All entries below need to be written out exactly, but without their pictures.

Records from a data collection

★ ★ ★ ★ ★ ★ ★

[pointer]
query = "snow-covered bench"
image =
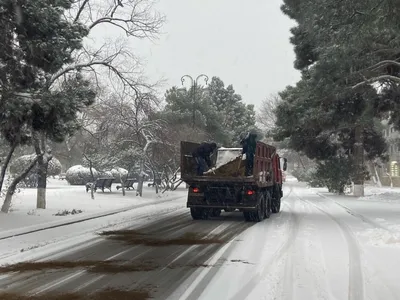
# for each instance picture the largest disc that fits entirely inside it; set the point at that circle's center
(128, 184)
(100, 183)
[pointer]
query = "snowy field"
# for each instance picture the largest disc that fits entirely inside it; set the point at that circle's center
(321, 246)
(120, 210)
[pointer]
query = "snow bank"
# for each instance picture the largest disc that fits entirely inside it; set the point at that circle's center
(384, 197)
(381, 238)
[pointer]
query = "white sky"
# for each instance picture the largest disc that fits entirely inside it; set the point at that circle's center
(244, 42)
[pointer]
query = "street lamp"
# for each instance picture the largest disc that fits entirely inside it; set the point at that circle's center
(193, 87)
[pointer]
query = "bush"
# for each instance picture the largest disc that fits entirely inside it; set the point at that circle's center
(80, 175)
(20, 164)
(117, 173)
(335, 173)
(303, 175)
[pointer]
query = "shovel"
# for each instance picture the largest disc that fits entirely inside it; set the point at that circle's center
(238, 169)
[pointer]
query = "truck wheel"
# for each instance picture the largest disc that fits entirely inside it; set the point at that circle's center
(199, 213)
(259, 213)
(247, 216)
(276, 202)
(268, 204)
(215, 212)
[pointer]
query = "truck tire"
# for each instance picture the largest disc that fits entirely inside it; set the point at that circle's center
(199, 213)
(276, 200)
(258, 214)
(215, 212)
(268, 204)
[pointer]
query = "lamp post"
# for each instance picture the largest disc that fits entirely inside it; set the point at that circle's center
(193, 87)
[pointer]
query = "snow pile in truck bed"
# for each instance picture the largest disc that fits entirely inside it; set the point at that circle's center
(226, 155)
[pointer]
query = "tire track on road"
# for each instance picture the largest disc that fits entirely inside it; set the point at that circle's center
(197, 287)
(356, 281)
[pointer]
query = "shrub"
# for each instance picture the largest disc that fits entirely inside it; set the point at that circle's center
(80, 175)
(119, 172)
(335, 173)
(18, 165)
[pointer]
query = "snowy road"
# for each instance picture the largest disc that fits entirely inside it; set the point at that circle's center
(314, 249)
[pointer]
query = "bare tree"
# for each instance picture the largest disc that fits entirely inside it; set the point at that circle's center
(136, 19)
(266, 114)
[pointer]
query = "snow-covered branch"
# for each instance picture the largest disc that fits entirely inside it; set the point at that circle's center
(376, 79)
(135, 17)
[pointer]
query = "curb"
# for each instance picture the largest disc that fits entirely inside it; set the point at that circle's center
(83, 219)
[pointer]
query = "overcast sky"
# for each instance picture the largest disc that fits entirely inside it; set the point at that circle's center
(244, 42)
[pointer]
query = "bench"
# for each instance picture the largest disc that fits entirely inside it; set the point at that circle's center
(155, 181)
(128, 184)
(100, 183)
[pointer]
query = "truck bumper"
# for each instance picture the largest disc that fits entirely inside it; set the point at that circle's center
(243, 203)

★ ★ ★ ★ ★ ★ ★

### Exercise response:
[pointer]
query = "snow-covered bench"
image =
# for each instance picture the largest disc that fits entirely inside it; set the point at that circle's center
(128, 184)
(100, 183)
[pointer]
query = "snowy field"
# for each instance picture the largest disc that fits entirely inside it; set the point at that circle's center
(321, 246)
(120, 210)
[pointer]
query = "snow bank"
# for each instance picture the largest disc that fits entirely inside it; set the point at that circle's center
(384, 197)
(381, 238)
[pointer]
query = "white sky"
# for each instance picture the largest disc that fits entirely inside it; set the point at that circle's center
(244, 42)
[pointer]
query = "street lamp"
# for each instance picture the largest disc that fits entirely inside it; set the point at that circle's center
(193, 87)
[pointer]
query = "bush"
# for each instance picture the largest disc that fits entirely inside it; set the point at that circle's center
(80, 175)
(20, 164)
(117, 173)
(335, 173)
(303, 175)
[pointer]
query = "shovel"
# for each instance picture the largest disc that fits entirely inside it; set the point at that circle's center
(238, 169)
[pointer]
query = "truck wheel"
# for each instance picture the largest disc that fits entirely inside it; set the point at that circle's center
(199, 213)
(259, 213)
(247, 216)
(276, 202)
(268, 204)
(215, 212)
[pointer]
query = "truck tire"
# for each instance picture the largest disc that fits entirely inside it; set the point at that circle's center
(199, 213)
(276, 200)
(258, 214)
(215, 212)
(268, 204)
[pointer]
query = "lamp post"
# for each instance picture the largest disc that fits entirely inside it; set the point at that circle's center
(193, 87)
[pointer]
query = "snow pile in truck bed"
# for each instance picture the largest disc that fits entirely inside it; set the point at that circle's center
(226, 155)
[pointer]
query = "tire track on road"
# for each instance picture the largest disc that fits entirely inside it; set the point at that circle's center
(197, 287)
(356, 281)
[pointer]
query = "shrub"
# for each instance picture the largest disc that fits entirely inside it; set the point at that circle's center
(80, 175)
(119, 172)
(335, 173)
(18, 165)
[pointer]
query = "snowy road"
# for each instance picture the largest disc that fits entirely inside it; set the point at that circle's center
(314, 249)
[pointer]
query = "bare tree"
# for each instance picture the largest disc that fits entirely inside it; set the point at that circle's center
(136, 19)
(266, 114)
[pointer]
query = "snow-covered branch"
# for each instance picture the largest disc that fits entirely inside it; set the point at that circle's center
(376, 79)
(135, 17)
[pointer]
query = "curb"
# for each instance picture the largest disc that fits entirely inside it; set the point at that circle's center
(83, 219)
[pointer]
query = "overcast sky"
# for each instance picture the largest disc that fits entirely inside it; set the point at that circle's center
(244, 42)
[pointer]
query = "bench"
# for each instance picture the largest disc that fits entirely inside it; set the point at that circle's center
(155, 181)
(128, 184)
(100, 183)
[pointer]
query = "truck bumper"
# for each instance picture the largest disc that fits entirely inside it; set the point at that circle's center
(243, 203)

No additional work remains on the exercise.